Document:
20 years from now, who knows if she'll remember me. Or how much time we spent learning about the numbers five and ten. Or how great my learning targets were or how well I differentiated my lessons. But maybe, just maybe she'll remember the day we threw her a birthday party.

To all of you who spend your own money on your class, who take time outside of work to plan great lessons and exciting activities, whose Lakeshore and ABC Zone and Discount School Supply bills are 10 times higher than what you can write off on your taxes...remember this. The money that you spend is trivial, but the impact that you make on that child's life is priceless.

Tuesday, August 27, 2013

Crazy PD lovers

I was just reading this adorable blog called mybilingualclassroom and the author said something interesting: "I'm crazy. I actually like PD." It was kind of funny that I read this today because I was recently re-reading Harry Wong's book The First Days of School and he talks about how great teachers like meetings and don't complain about or get annoyed by them.

I happen to work in a district where we have meetings all the time. We do an incredible amount of meeting and PD-ing and training and clustering and PLC-ing and focus-grouping and session-ing and whatnot. The sheer number of hours we spend in meetings would probably blow my mind if I actually counted.

Anyway, I'm writing about it because I just read that blog and the book, and also I just spent 6 days (yep, our workshop week was a day longer this year) attending meetings and trainings and related things. And I can say with confidence that teachers do not actually hate meetings, and we do not hate being professionally developed. (WHAT?! SHOCKING!! You don't believe me? Well I'll explain to you why I'm right in a minute.)

Image outline annotation entries
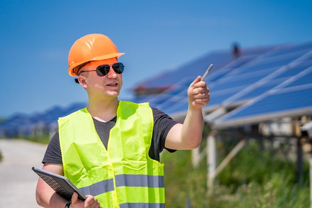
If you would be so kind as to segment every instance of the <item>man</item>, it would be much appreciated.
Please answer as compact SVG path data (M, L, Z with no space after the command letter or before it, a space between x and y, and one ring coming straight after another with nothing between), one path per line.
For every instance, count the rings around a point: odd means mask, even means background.
M106 36L77 40L68 56L68 73L87 91L87 107L60 118L42 162L43 169L64 175L87 196L70 203L39 179L38 204L45 208L164 208L164 149L189 150L201 141L201 108L209 89L198 76L187 91L183 124L148 103L119 100L124 66Z

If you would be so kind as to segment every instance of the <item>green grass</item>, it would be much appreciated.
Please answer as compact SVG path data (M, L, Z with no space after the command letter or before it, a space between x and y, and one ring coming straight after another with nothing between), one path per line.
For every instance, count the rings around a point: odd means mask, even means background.
M199 168L191 163L191 151L164 153L166 207L175 208L301 208L310 206L309 164L296 183L295 162L279 153L260 152L255 143L246 147L206 188L206 159ZM220 155L220 161L225 155ZM219 163L220 163L220 162Z

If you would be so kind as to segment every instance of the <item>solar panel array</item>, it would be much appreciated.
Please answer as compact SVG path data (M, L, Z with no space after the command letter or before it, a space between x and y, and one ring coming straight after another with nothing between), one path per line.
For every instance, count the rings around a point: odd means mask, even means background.
M274 116L312 115L312 42L243 48L238 56L229 51L210 53L142 82L143 89L170 87L160 94L132 101L148 102L174 118L183 117L188 107L189 84L210 64L214 67L205 80L210 101L203 108L204 113L237 108L214 121L216 127L244 125ZM74 103L29 115L13 115L0 123L0 137L38 127L48 128L56 125L59 117L86 106Z
M217 64L214 64L213 58L217 57ZM283 106L285 107L283 110L287 111L289 108L296 106L299 108L308 107L309 105L311 106L312 102L310 99L312 98L312 92L309 84L312 82L312 79L309 72L312 65L312 42L243 50L237 58L231 59L229 57L229 53L226 52L214 54L203 57L174 71L163 74L157 77L154 82L157 82L158 80L158 83L161 83L162 79L164 77L167 79L172 77L174 84L168 90L156 95L141 97L135 101L150 102L152 106L173 117L176 115L185 114L188 105L186 92L189 84L197 75L202 75L206 67L212 63L214 65L214 68L205 79L211 94L210 101L203 109L206 113L221 107L240 105L266 92L270 91L272 93L273 91L270 90L276 89L278 86L278 88L282 87L285 85L284 84L281 85L283 83L289 83L289 85L294 86L298 85L305 86L300 87L297 86L297 88L292 88L293 90L298 89L296 97L298 101L301 100L300 103L298 102L293 103L293 106L286 105L286 102L283 101L287 100L287 97L290 94L295 95L290 92L282 93L281 91L279 93L276 92L270 96L268 96L272 99L276 99L276 102L272 102L268 98L268 102L271 105L268 104L267 107L261 105L256 106L256 108L250 106L248 108L250 109L249 111L246 109L239 113L238 112L240 110L238 109L235 111L237 112L238 114L234 116L233 112L232 113L233 114L229 114L218 120L217 122L220 126L221 123L229 119L237 119L243 116L252 117L257 112L263 111L271 113L272 112L269 110L270 108L273 110L274 108L281 109L280 106ZM197 65L195 64L196 62ZM220 63L226 64L222 65ZM186 68L188 70L186 70ZM190 70L191 68L193 70ZM176 74L179 75L178 77L175 76ZM290 80L293 81L291 83ZM149 81L146 83L147 88L150 86ZM163 83L169 84L167 81ZM290 85L289 87L292 85ZM285 87L286 85L283 87ZM302 90L299 90L302 88ZM249 103L251 106L252 105L251 103ZM304 105L304 103L306 104ZM230 125L234 124L230 123Z

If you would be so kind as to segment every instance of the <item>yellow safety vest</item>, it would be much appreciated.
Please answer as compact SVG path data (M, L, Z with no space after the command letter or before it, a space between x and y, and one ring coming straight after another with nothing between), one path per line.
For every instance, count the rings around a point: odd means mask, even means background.
M87 108L58 120L64 176L102 208L163 208L163 164L149 156L148 103L120 101L107 150Z

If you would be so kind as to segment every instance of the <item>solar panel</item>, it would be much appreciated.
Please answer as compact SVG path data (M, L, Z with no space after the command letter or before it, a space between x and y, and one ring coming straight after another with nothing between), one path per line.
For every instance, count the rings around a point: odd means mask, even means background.
M312 66L299 72L217 119L216 128L312 114Z

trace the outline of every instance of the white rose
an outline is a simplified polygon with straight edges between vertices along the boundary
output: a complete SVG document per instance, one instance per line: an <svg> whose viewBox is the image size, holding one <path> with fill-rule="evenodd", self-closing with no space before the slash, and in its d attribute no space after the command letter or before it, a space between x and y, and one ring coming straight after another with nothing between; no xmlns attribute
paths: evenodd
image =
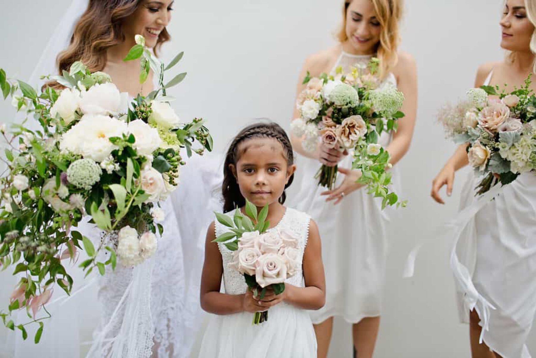
<svg viewBox="0 0 536 358"><path fill-rule="evenodd" d="M469 164L474 167L478 167L481 171L486 169L489 155L489 150L479 142L475 142L467 152Z"/></svg>
<svg viewBox="0 0 536 358"><path fill-rule="evenodd" d="M18 174L13 177L13 186L19 191L28 188L28 177Z"/></svg>
<svg viewBox="0 0 536 358"><path fill-rule="evenodd" d="M96 84L81 94L80 108L84 114L109 114L119 112L121 95L113 83Z"/></svg>
<svg viewBox="0 0 536 358"><path fill-rule="evenodd" d="M258 240L259 249L263 253L277 253L283 246L283 240L277 230L261 234Z"/></svg>
<svg viewBox="0 0 536 358"><path fill-rule="evenodd" d="M153 167L147 166L142 171L142 188L151 197L147 202L158 201L160 195L166 192L166 186L162 174Z"/></svg>
<svg viewBox="0 0 536 358"><path fill-rule="evenodd" d="M382 146L379 144L371 143L367 146L367 154L370 156L376 156L379 154Z"/></svg>
<svg viewBox="0 0 536 358"><path fill-rule="evenodd" d="M306 119L314 119L318 116L320 112L320 104L312 99L308 99L303 103L301 107L302 116Z"/></svg>
<svg viewBox="0 0 536 358"><path fill-rule="evenodd" d="M163 221L166 218L164 210L158 207L153 207L151 209L151 215L157 221Z"/></svg>
<svg viewBox="0 0 536 358"><path fill-rule="evenodd" d="M261 287L281 283L287 279L286 262L282 256L271 252L262 255L257 260L255 279Z"/></svg>
<svg viewBox="0 0 536 358"><path fill-rule="evenodd" d="M50 108L50 115L59 114L66 124L75 119L75 114L80 105L80 93L76 90L65 89L59 93L54 105Z"/></svg>
<svg viewBox="0 0 536 358"><path fill-rule="evenodd" d="M240 250L238 254L239 272L250 276L255 275L257 261L260 255L260 251L254 247L245 247Z"/></svg>
<svg viewBox="0 0 536 358"><path fill-rule="evenodd" d="M177 128L181 123L178 116L167 102L151 101L151 107L153 112L149 117L149 120L154 122L158 126L168 129Z"/></svg>
<svg viewBox="0 0 536 358"><path fill-rule="evenodd" d="M148 259L157 252L157 237L151 231L143 233L139 238L139 249L142 257Z"/></svg>
<svg viewBox="0 0 536 358"><path fill-rule="evenodd" d="M162 144L158 131L152 128L141 119L132 121L128 125L129 133L134 135L136 141L133 147L138 154L143 156L151 155Z"/></svg>

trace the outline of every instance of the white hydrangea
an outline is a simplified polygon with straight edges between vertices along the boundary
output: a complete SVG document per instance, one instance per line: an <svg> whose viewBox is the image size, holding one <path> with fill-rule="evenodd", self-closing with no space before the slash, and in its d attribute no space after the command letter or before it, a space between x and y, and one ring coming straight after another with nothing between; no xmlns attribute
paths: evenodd
<svg viewBox="0 0 536 358"><path fill-rule="evenodd" d="M306 100L301 107L302 116L306 119L315 119L319 112L320 104L312 99Z"/></svg>
<svg viewBox="0 0 536 358"><path fill-rule="evenodd" d="M307 123L301 118L296 118L291 122L291 131L296 137L301 138L305 134Z"/></svg>
<svg viewBox="0 0 536 358"><path fill-rule="evenodd" d="M467 99L475 107L482 108L488 103L488 94L481 88L472 88L466 92Z"/></svg>
<svg viewBox="0 0 536 358"><path fill-rule="evenodd" d="M75 186L90 190L100 179L102 170L91 159L79 159L67 168L67 180Z"/></svg>

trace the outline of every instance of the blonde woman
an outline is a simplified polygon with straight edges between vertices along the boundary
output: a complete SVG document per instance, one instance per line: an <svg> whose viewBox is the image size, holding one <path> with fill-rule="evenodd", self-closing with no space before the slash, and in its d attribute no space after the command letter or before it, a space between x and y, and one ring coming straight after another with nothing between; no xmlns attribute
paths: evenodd
<svg viewBox="0 0 536 358"><path fill-rule="evenodd" d="M381 61L382 86L396 86L405 97L398 131L383 134L381 143L387 147L393 165L410 147L416 112L417 79L412 56L398 50L399 23L402 0L347 0L343 7L340 43L309 57L300 75L299 94L307 71L311 76L345 71L356 64L366 64L373 56ZM295 109L293 118L299 116ZM352 156L319 145L314 154L302 147L301 139L292 138L299 158L300 190L293 199L295 206L309 213L318 223L325 262L326 304L311 312L318 347L318 357L326 357L334 316L353 325L354 354L371 357L379 326L382 291L387 252L386 225L389 210L381 209L381 201L358 190L360 173L351 170ZM332 191L317 185L315 174L320 164L338 164L340 174ZM397 172L396 165L392 169ZM396 190L398 176L393 173ZM334 206L333 204L336 205Z"/></svg>
<svg viewBox="0 0 536 358"><path fill-rule="evenodd" d="M506 83L510 92L536 74L536 0L508 0L503 10L501 47L510 54L502 61L480 66L475 86ZM531 87L536 91L536 83ZM460 145L434 179L431 196L437 202L444 203L440 189L446 185L450 196L455 172L468 164L466 148ZM461 208L476 200L478 179L470 173ZM470 274L458 286L458 307L460 318L470 323L473 358L531 356L525 342L536 311L535 188L536 176L519 176L477 213L458 245L461 267ZM470 298L475 296L474 290L462 287L475 289L478 299ZM482 326L487 330L482 332Z"/></svg>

Objectives:
A) Name every classroom supply company that the teaching blog excerpt mentions.
B) Extract from the teaching blog excerpt everything from "Crazy PD lovers" down to "annoyed by them.", word for word.
C) Extend the teaching blog excerpt about professional development meetings, picking up right after its final sentence.
The records are separate material, unrelated to the teaching blog excerpt.

Results in order:
A) Lakeshore, ABC Zone, Discount School Supply

B)
Crazy PD lovers

I was just reading this adorable blog called mybilingualclassroom and the author said something interesting: "I'm crazy. I actually like PD." It was kind of funny that I read this today because I was recently re-reading Harry Wong's book The First Days of School and he talks about how great teachers like meetings and don't complain about or get annoyed by them.

C)
Think about it: teaching is a job where you get paid to talk all day. Also, most teachers are women, and women (stereotypically, anyway) really like talking, especially to each other. So if you think about it, meetings are times when people who like talking sit around and talk to each other about things. And yet...they make so many teachers feel like this:




Why is that, you ask? Well, I'll tell you.

What bothers us isn't the existence of the meeting. What bothers us isn't the new learning. What bothers us is inefficiency. I imagine this is true in any industry and/or company, but it's especially true for teachers (I say that because I am one). Sometimes meetings are longer than they need to be for you to learn the information or finish the conversation. Sometimes the information isn't new or isn't differentiated enough to be meaningful to you. Sometimes you spend a lot of time doing independent reading of an article or a teacher guide or a book excerpt and not enough time discussing and applying and planning. Sometimes it's summer and you really just wish you were at the beach. And sometimes (or most of the time), you're thinking about how much needs to be done in your classroom, and you can hear the mental clock tick-tick-ticking as your shape-cutting and pencil-sharpening, and crayon-picking-up and book-choosing and lesson-planning and flipchart-creating time float away. And when those things happen, you get tired. And cranky. And hungry. And distracted. And hot (especially if the building doesn't have air conditioning).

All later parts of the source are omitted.